• _INFORMATION SHOWN_
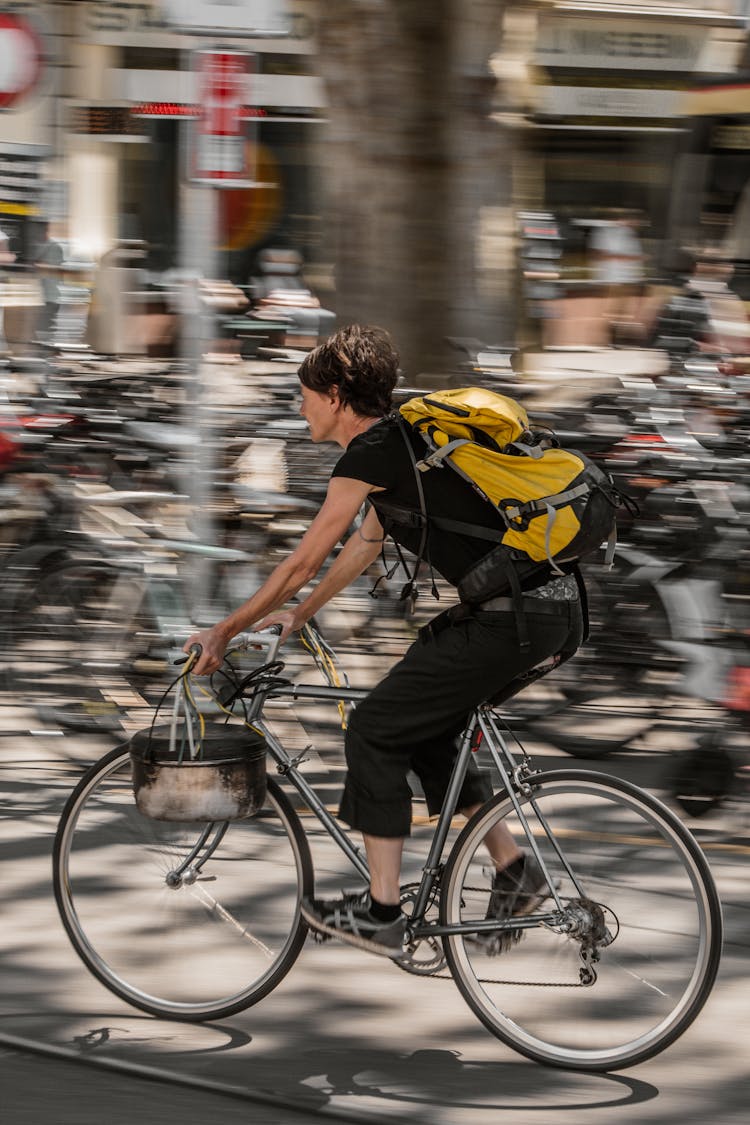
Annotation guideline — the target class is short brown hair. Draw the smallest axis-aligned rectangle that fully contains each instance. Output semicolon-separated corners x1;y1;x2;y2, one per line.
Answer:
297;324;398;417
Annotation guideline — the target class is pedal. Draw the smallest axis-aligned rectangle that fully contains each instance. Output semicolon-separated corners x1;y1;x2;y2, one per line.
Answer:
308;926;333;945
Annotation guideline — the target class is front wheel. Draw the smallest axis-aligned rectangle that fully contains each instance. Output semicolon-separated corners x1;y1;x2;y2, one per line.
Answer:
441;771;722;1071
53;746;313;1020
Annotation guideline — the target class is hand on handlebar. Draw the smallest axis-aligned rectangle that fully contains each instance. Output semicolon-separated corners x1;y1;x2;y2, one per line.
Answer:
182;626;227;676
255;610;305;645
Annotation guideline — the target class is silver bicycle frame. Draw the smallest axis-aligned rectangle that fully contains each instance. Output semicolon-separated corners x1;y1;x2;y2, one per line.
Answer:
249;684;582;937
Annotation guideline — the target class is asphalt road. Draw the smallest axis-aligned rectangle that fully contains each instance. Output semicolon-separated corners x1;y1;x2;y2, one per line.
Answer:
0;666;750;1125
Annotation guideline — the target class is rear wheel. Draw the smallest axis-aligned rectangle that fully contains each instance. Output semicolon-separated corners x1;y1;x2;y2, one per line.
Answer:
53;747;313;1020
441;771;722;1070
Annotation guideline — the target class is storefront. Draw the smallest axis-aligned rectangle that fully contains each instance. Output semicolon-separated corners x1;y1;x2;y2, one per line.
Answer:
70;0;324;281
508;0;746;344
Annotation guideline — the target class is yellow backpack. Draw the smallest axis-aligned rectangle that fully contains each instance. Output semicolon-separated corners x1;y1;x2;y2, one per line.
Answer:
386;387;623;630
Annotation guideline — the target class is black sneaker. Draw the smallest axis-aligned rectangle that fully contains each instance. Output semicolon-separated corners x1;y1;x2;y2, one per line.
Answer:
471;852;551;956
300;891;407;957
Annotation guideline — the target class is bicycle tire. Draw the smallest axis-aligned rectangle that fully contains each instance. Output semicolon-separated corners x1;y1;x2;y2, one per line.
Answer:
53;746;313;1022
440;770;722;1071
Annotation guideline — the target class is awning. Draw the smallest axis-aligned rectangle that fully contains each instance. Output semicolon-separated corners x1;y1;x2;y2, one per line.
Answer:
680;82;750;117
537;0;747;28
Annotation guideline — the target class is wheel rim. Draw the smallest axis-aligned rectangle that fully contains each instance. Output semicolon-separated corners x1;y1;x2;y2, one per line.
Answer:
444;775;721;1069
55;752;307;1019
* * *
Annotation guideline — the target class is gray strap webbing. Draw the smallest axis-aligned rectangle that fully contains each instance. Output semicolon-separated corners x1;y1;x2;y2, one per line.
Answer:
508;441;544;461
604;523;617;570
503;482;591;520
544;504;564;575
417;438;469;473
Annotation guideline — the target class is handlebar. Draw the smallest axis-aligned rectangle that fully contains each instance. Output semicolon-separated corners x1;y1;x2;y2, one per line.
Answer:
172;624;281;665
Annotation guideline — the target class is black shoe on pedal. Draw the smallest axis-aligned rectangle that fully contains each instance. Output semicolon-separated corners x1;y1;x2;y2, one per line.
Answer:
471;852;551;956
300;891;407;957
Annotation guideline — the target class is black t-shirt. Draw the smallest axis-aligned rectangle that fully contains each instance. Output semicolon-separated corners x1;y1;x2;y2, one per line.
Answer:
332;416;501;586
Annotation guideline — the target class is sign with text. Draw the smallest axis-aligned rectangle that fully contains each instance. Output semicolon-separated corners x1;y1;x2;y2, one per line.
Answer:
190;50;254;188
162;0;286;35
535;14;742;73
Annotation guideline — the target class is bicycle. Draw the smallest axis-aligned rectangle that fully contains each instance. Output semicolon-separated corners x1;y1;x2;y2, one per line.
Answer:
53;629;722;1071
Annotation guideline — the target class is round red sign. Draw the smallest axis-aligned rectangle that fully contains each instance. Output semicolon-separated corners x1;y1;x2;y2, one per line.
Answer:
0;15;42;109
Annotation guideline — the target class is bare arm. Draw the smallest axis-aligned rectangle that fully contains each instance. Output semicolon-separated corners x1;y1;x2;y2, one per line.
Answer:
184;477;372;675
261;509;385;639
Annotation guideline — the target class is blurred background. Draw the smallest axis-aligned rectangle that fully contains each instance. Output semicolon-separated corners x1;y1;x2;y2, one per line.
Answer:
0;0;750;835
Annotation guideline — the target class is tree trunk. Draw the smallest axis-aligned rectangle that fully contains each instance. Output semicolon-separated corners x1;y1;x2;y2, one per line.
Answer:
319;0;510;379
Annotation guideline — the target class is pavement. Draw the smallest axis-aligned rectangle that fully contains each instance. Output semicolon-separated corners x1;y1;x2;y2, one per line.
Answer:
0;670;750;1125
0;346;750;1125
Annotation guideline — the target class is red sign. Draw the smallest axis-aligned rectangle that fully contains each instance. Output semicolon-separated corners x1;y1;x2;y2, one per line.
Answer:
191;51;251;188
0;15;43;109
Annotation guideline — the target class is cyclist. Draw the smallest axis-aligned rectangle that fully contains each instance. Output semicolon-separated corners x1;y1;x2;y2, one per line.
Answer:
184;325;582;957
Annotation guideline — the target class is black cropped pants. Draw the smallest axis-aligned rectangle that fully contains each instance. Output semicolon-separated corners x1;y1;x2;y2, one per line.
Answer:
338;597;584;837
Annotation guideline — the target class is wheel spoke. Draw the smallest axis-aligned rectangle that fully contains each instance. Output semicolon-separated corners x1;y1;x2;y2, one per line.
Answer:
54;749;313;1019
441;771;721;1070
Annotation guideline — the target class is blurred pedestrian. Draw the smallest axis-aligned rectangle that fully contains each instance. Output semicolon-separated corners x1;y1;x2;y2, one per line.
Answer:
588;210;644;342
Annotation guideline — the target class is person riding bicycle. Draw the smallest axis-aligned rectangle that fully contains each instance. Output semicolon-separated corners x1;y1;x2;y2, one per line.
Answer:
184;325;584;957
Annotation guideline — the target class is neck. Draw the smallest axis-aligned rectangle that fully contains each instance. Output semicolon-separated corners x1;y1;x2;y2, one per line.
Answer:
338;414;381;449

• _DO THIS_
Count the lines in the entries above that contain the word "black", treating uppercase and lowercase as different. Reply with the number alone.

• _THE COMPLETED TASK_
4